TAREAS »
• A. Reproduce tal cual el fragmento de la crítica que va entre "Con todo, la" y "intangible al pentagrama.", ambos incluidos.
• B. Responde según la crítica:
(i) ¿Con qué obra de Brahms empezó el programa?
(ii) ¿Qué tocó Kavakos como propina?
(iii) ¿Dónde se situaron los contrabajos en la Sexta Sinfonía de Beethoven?
• C. ¿Cómo resumirías la crítica en dos oraciones?

DOCUMENTO »
++++
Crítica: conciertos inaugurales de Ibermúsica, con la Orquesta del Concertgebouw y Harding
Bendita normalidad
Obras de Brahms, Beethoven, Van Veldhuizen y Mahler. Leónidas Kavakos (violín). Real Orquesta del Concertgebouw de Ámsterdam. Dirección musical: Daniel Harding. Ibermúsica 22/23. Auditorio nacional. 1 y 2 de noviembre
Aunque es un término que ha perdido la mayor parte de su valor, fue emocionante volver a la “normalidad” con Ibermúsica, o, lo que viene siendo lo mismo, tener la oportunidad de escuchar en programa doble a la Royal Concertgebouw Orchestra. A sala prácticamente llena en ambas sesiones, la orquesta holandesa propuso alguna de sus especialidades (Mahler) y contó con un solista de lujo: Leónidas Kavakos. Empezó con el Concierto para violín en re mayor, op. 77 de Brahms, que siempre ha tenido un punto de inexplicable desde su propia gestación. No se trata del rechazo a interpretarlo por parte de algunos grandes violinistas de la época, sino más bien el hecho de que, analizado fríamente, ignora algunos de los lugares comunes de la literatura violinística. Pero el caso es que funciona y de qué manera.
Kavakos parece no esforzarse para sacar matices, volúmenes y colores de su Stradivarius. Toca con insultante facilidad —que no superficialidad— el primer tema del concierto y la magnífica cadencia conclusiva del movimiento inicial, sin confundir el forte con tocar solo fuerte ni el piano con lo blando. Durante el “Adagio” la complicidad entre Daniel Harding y el violinista griego aupó la interpretación a un nuevo nivel, disolviendo de manera brillante el sonido del solista con el del resto de sección. Tendiendo más a lo heróico en el carácter del tercer movimiento, la RCO participó en el juego de contrastes y continuos diálogos que propone Brahms, cerrando el concierto con brillantez. Como propina, una versión personal y bellamente diseccionada del “Largo” de la Sonata n.º 3 en Do mayor, BWV 1005.
Con todo, la magnificencia del concierto llegó en la segunda parte, con la Sexta Sinfonía de Beethoven. Para una orquesta con solistas de viento-madera como los de la formación holandesa esta obra es un escaparate prodigioso. Fantástica propuesta sonora por parte de la orquesta en el primer movimiento —con un cuidado tímbrico poco común— y en la fogosa tormenta, preparada por el director británico extremando las dinámicas tanto como su búsqueda de contrastes. Pero fue el segundo movimiento donde todo cobró sentido. La distribución orquestal, con los contrabajos centrados tras la orquesta en último término, se demostró perfecta para construir la evocación de la escena en el arroyo, emocionando por la profundidad de significado del sonido, su vocación descriptiva y por la capacidad de trasladar la belleza intangible al pentagrama.
++++
MATERIAL PROPORCIONADO »
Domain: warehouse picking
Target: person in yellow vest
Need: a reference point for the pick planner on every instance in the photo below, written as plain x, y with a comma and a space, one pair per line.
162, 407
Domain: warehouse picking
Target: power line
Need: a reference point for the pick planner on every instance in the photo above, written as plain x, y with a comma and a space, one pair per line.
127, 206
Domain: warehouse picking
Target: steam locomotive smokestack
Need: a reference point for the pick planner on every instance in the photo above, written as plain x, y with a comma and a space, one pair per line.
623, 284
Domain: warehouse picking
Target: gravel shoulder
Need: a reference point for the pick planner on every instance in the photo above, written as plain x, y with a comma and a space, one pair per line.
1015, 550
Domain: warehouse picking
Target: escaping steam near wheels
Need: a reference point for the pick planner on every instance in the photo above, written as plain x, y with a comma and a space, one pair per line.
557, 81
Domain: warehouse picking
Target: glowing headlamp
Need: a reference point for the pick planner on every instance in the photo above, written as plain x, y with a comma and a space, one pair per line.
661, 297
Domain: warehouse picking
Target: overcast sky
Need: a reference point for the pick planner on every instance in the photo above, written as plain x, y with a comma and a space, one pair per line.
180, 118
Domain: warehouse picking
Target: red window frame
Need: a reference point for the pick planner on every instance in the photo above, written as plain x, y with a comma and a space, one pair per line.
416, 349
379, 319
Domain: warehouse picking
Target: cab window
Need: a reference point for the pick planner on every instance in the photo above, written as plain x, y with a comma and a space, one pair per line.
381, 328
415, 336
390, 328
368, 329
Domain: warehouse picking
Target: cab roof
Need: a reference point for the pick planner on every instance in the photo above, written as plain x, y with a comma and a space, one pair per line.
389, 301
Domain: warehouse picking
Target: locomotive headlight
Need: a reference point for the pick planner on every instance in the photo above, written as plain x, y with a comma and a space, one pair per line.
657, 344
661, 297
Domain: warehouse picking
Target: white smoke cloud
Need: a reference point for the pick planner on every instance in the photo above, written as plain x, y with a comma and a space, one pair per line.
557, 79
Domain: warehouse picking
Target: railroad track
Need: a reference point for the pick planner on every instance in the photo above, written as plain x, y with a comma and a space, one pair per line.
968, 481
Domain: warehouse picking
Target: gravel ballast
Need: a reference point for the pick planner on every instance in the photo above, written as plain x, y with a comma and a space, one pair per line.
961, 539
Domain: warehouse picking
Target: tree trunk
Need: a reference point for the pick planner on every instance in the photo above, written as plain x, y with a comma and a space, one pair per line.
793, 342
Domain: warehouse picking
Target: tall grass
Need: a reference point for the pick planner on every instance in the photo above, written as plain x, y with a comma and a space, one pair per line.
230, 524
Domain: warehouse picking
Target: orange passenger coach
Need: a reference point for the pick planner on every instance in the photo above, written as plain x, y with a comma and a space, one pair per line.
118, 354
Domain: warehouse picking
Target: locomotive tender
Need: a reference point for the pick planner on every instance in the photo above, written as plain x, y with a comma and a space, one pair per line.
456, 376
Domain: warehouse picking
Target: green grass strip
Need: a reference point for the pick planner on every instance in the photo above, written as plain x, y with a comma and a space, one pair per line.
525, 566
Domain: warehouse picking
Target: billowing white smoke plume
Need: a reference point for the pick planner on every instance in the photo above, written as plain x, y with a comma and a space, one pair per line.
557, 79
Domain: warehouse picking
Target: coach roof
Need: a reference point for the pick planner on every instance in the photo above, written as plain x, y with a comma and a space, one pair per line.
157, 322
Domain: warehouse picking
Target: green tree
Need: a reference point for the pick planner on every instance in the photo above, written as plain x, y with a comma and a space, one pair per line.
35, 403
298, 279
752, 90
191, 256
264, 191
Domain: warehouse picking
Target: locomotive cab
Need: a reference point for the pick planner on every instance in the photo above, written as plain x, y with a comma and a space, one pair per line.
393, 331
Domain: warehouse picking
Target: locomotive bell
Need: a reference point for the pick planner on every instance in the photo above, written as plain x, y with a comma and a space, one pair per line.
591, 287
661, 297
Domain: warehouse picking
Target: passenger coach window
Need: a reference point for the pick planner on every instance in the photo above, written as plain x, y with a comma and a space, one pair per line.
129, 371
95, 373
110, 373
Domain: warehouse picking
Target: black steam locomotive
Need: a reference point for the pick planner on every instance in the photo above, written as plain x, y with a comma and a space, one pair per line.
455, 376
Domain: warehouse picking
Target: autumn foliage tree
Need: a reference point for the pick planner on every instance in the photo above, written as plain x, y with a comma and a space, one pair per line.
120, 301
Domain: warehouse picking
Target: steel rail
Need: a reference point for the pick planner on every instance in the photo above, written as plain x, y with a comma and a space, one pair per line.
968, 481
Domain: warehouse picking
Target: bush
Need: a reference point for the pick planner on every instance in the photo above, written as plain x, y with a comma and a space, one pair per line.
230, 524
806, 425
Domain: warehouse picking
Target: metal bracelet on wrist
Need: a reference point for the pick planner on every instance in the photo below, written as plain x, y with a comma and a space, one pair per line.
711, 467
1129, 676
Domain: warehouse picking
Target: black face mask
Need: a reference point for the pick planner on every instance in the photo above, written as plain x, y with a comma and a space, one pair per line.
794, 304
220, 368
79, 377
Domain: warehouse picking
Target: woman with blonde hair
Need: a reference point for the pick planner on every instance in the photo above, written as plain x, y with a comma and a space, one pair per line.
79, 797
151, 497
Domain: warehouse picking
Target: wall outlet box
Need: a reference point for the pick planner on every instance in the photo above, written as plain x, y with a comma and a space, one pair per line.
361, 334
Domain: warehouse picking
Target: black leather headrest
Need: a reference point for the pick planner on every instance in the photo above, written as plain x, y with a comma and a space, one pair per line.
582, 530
++++
RESPUESTAS »
• A.
Con todo, la magnificencia del concierto llegó en la segunda parte, con la Sexta Sinfonía de Beethoven. Para una orquesta con solistas de viento-madera como los de la formación holandesa esta obra es un escaparate prodigioso. Fantástica propuesta sonora por parte de la orquesta en el primer movimiento —con un cuidado tímbrico poco común— y en la fogosa tormenta, preparada por el director británico extremando las dinámicas tanto como su búsqueda de contrastes. Pero fue el segundo movimiento donde todo cobró sentido. La distribución orquestal, con los contrabajos centrados tras la orquesta en último término, se demostró perfecta para construir la evocación de la escena en el arroyo, emocionando por la profundidad de significado del sonido, su vocación descriptiva y por la capacidad de trasladar la belleza intangible al pentagrama.

• B.
(i) Con el Concierto para violín en re mayor, op. 77.
(ii) El "Largo" de la Sonata n.º 3 en Do mayor, BWV 1005.
(iii) Centrados tras la orquesta, en último término.

• C. La crítica celebra la vuelta a la "normalidad" de Ibermúsica con dos conciertos de la Real Orquesta del Concertgebouw, dirigida por Daniel Harding, en los que Leónidas Kavakos tocó con insultante facilidad el Concierto para violín de Brahms. La magnificencia llegó en la segunda parte, con la Sexta Sinfonía de Beethoven, cuyo segundo movimiento fue donde todo cobró sentido.